PROBLEM DESCRIPTION:
Put the items below into a two-column CSV with the columns "text" and "answer," one row per item, where each field is quoted and any line breaks become spaces. Leave the pictures out.

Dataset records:
#####
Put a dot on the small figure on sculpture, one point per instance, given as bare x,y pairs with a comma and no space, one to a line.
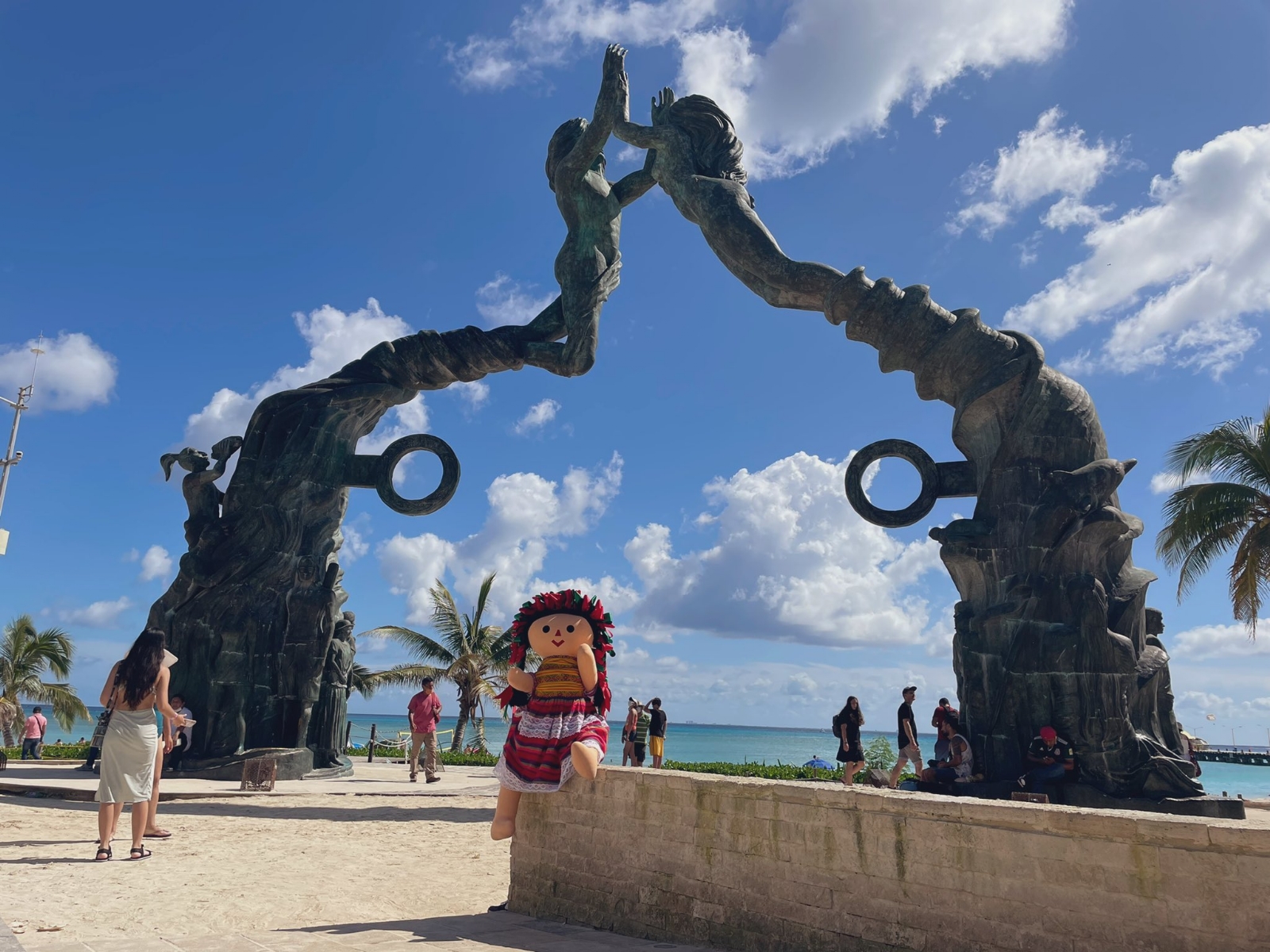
559,727
587,266
698,164
202,495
#####
ANSWER TO THE PROBLEM:
text,answer
"Put a dot on the small figure on sculpture, one point per instance, given as bare x,y pairs with a comma and no space, one to a line.","559,727 587,266 698,164 202,495"